SUPPLIED RECORDS below:

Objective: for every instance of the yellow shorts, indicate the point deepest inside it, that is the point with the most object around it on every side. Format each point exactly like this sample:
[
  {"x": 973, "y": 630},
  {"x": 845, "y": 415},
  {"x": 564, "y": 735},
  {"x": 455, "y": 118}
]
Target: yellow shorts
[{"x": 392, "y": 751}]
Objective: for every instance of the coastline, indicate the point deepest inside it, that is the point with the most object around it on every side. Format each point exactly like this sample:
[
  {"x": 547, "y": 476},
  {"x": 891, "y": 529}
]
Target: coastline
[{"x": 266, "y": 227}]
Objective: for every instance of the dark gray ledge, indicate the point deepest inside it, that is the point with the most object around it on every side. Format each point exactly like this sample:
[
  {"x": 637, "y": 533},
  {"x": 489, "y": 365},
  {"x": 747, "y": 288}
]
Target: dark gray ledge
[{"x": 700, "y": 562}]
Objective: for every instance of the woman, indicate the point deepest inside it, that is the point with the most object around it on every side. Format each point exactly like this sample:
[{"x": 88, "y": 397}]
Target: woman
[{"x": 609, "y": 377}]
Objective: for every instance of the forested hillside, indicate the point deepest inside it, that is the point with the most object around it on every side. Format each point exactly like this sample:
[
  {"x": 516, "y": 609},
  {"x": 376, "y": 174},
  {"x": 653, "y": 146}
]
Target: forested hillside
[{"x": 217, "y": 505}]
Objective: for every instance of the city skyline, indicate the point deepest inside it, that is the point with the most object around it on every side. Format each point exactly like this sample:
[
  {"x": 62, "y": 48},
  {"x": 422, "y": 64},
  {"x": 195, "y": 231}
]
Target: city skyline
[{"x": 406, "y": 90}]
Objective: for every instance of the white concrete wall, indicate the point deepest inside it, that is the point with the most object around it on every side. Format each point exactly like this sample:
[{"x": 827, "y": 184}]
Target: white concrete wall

End of SUPPLIED RECORDS.

| EXERCISE BRIEF |
Find how many of the lines above have the word "white" in them. State only that number.

| EXERCISE SOLUTION |
2